§ AUFGABEN
a) Nennen Sie alle Monatsnamen, die im Text zur Zinspolitik vorkommen, jeden nur einmal.
b) Führen Sie den Text zur Zinspolitik der Notenbanken nach seinem letzten Satz fort.

§ SEITENTEXT
Sie sprach von „Gegenwind für die US-Wirtschaft“, auch aus dem Ausland. Diese Entwicklung könnte für „einige Zeit“ anhalten.

Das Thema Brexit wurde auf der Sitzung in Washington intensiv diskutiert. „Es ist einer der Faktoren, der zu unserer Entscheidung geführt hat“, sagte Yellen. Das Abstimmungsverhalten auf der Insel könne Konsequenzen für die globalen Finanzmärkte und die USA haben. „Das ist mit Sicherheit eine der Unsicherheiten“, meinte Yellen.

Sie zeigte sich auch zur heimischen Entwicklung skeptisch. „Das Tempo der Erholung auf dem Arbeitsmarkt ist merklich zurückgegangen“, betonte Yellen. Das Inflationsziel von 2 Prozent sei nicht erreicht.

Mit der Entscheidung vom Mittwoch erfüllten die Notenbanker die Erwartungen der Märkte, die mehrheitlich noch keine Anhebung im Juni erwartet hatten. Auch für Juli wird wegen der vorsichtigen Äußerungen Yellens von vielen Beobachtern nicht mit einer Erhöhung gerechnet.

„Ein klarer Kurs fehlt“, meinte der Chefvolkswirt der VP Bank in Liechtenstein, Thomas Gitzel. Er hält dennoch zwei Zinsanhebungen in diesem Jahr für möglich. Die Fed hatte im Dezember 2015 den Leitzins leicht um 0,25 Punkte erhöht, nachdem er zuvor seit der Finanzkrise Ende 2008 jahrelang auf einem Niveau nahe Null gelegen hatte.

Japans Billiggeld-Kurs hält ebenfalls an - die Zentralbank lockerte ihre Politik zumindest aber nicht weiter. Die Bank von Japan (BoJ) beließ den Leitzins bei minus 0,1 Prozent, das Wertpapier-Kaufprogramm wurde nicht aufgestockt. Der Dollar gab in Reaktion darauf zum Yen deutlich nach, was schädlich für die Exportindustrie der drittgrößten Volkswirtschaft ist. Dies wiederum belastete die Kurse an Tokios Börse: Der Nikkei-Index für 225 führende Werte sackte auf den tiefsten Stand seit vier Monaten ab.

In Marktkreisen wurde damit gerechnet, dass die BoJ die geldpolitischen Zügel nun bei ihrer nächsten Sitzung im Juli weiter lockert. Zwar hatte Japan im ersten Quartal einen Rückfall in eine Rezession vermieden. Doch steht die Erholung auf wackeligen Füßen.

§ EXTRAHIERTE DATEN
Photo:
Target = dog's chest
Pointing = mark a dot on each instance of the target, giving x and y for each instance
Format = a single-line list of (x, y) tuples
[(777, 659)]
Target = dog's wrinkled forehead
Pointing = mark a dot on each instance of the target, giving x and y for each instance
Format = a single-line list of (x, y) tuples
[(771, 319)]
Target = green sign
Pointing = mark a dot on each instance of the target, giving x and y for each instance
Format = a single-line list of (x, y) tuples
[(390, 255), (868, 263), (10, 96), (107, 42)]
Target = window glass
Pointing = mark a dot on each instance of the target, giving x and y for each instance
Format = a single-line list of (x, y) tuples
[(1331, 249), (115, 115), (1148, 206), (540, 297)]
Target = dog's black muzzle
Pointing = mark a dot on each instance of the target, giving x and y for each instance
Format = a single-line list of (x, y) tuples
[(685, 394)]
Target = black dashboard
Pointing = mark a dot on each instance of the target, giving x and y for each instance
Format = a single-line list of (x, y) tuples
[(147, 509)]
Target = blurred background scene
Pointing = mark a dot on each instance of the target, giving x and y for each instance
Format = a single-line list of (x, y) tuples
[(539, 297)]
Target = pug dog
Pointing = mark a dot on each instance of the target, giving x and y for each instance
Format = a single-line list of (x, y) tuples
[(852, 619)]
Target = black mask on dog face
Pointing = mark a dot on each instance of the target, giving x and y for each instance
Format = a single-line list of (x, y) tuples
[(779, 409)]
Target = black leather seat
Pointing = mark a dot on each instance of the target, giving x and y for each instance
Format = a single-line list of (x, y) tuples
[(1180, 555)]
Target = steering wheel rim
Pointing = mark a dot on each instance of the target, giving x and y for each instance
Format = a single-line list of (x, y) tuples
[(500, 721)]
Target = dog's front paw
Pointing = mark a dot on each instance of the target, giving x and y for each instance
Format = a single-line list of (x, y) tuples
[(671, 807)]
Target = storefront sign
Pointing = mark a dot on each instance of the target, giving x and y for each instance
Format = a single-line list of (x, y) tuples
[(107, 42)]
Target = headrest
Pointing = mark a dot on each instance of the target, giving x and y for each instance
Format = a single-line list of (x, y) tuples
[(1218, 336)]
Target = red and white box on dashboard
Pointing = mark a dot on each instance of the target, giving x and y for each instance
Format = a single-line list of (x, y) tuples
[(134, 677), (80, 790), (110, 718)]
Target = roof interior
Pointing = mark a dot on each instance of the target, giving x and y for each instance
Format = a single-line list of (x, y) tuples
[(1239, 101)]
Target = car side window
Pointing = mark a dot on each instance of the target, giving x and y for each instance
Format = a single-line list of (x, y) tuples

§ LÖSUNGEN
a) Juni, Juli, Dezember

b)
Die Notenbank versucht verzweifelt, die jahrelange Deflation mit stetig fallenden Preisen zu überwinden und den Wachstumsmotor anzukurbeln. Im Januar hatte die BoJ wie zuvor die Europäische Zentralbank (EZB) Negativzinsen eingeführt, um Geschäftsbanken davon abzuhalten, Geld bei der Notenbank zu parken, anstatt sie als Kredite für Investitionen zu vergeben. Anders als in Japan ist der allgemeine Leitzins in der Eurozone aber noch nicht im Minus-Bereich, hier liegt er derzeit bei null Prozent.

Auch in der Schweiz setzt die Notenbank ihre lockere Geldpolitik fort. Die Schweizerische Nationalbank SNB hielt den Leitzins unverändert bei minus 0,25 bis minus 1,25 Prozent, für bei ihr geparktes Geld bei minus 0,75 Prozent. Im Fall eines Brexit wolle man am Devisenmarkt aktiv werden, um eine Franken-Aufwertung abzuwenden, kündigte SNB-Präsident Thomas Jordan am Donnerstag an. Man sei darauf eingestellt, dass es im Zuge des Referendums in Großbritannien am 23. Juni zu Unsicherheiten und Turbulenzen kommen könnte.

Die britische Notenbank hält ebenfalls an ihrem geldpolitischen Kurs fest. Wie die Bank of England in London mitteilte, beträgt der Leitzins weiterhin 0,5 Prozent. Auf diesem Niveau liegt der Leitzins seit mehr als sieben Jahren. Eine Änderung des Kurses galt schon wegen des ungewissen Ausgangs der Brexit-Abstimmung als höchst unwahrscheinlich.